- _AIM OF THE TASK_
Reproduce the passage in the component audio thread starting with "I have cable" and going on through "an output ?".

- _SUPPLIED TEXT_
┄┄┄┄┄┄

# Solved: Component audio not working



## Boothbay (Sep 28, 2008)

I have cable box which i am trying to view cable on my smaller HD TV, via only the component cables. The cable I am using has just the 3, red,blue and green. I added the audio composite ( RCA ) cables to the TV. W hen I turn on the TV, I only see the video, no sound. On this tv, closed caption comes on automatically, when there is no sound. You can see the volume bar which I have on. I go to TV sound setup and there I see c c marked off and yet it comes on, like I said above because i do not get any sound. I have tried a few cables and still no sound... BTW, this TV is also used with my Indoor antenna and I hear the sound when I choose that input. Is there something I am missing?


----------



## etaf (Oct 2, 2003)

is the Audio and input and not an output ? 
check you have the correct audio connections 
can you try a different audio source to test when you select component that the audio works 

make of the TV and the cable box 
what other outputs are you using on the cable box - does the cable box have a selection to choose which output, In the UK the virgin cable box needs to be set to channel 99 and then you choose the outputs to use , between Scart,HDMI output, for video which also determines the sound as well


----------



## Boothbay (Sep 28, 2008)

No, the cable box has no audio inputs...just outputs, and the TV has no outputs, just inputs. I am using the component input on the TV set.


----------



## etaf (Oct 2, 2003)

make and models ?


----------



## Boothbay (Sep 28, 2008)

Just got off the phone with the cable company and have to get a new cable box...so it may be a defective cable box...we shall see...


----------

┄┄┄┄┄┄

- _STORED DATA_
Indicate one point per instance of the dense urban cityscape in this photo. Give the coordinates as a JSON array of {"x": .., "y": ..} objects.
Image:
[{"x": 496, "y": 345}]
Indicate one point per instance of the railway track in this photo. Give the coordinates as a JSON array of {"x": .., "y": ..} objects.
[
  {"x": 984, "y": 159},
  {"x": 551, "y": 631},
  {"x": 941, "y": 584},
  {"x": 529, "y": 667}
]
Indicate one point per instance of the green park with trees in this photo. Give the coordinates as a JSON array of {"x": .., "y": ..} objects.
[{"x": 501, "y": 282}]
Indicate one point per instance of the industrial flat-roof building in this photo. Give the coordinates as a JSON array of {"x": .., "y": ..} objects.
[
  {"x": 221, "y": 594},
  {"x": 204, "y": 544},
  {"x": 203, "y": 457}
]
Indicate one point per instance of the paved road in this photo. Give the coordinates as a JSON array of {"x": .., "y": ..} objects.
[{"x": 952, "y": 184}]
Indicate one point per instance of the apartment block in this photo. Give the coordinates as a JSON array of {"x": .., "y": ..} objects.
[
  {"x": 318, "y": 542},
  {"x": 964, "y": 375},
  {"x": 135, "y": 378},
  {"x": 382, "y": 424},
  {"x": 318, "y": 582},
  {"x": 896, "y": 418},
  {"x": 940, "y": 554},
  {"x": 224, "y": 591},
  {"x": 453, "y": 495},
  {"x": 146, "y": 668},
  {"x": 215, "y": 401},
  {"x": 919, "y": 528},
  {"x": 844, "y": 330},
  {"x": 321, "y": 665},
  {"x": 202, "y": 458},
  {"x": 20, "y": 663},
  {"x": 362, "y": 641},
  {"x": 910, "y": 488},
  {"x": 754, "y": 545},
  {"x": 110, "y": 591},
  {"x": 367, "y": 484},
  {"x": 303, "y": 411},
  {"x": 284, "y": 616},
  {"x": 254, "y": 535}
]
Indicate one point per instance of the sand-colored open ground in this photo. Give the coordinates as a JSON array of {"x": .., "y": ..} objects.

┄┄┄┄┄┄

- _COMPLETE OUTPUT_
I have cable box which i am trying to view cable on my smaller HD TV, via only the component cables. The cable I am using has just the 3, red,blue and green. I added the audio composite ( RCA ) cables to the TV. W hen I turn on the TV, I only see the video, no sound. On this tv, closed caption comes on automatically, when there is no sound. You can see the volume bar which I have on. I go to TV sound setup and there I see c c marked off and yet it comes on, like I said above because i do not get any sound. I have tried a few cables and still no sound... BTW, this TV is also used with my Indoor antenna and I hear the sound when I choose that input. Is there something I am missing?


----------



## etaf (Oct 2, 2003)

is the Audio and input and not an output ?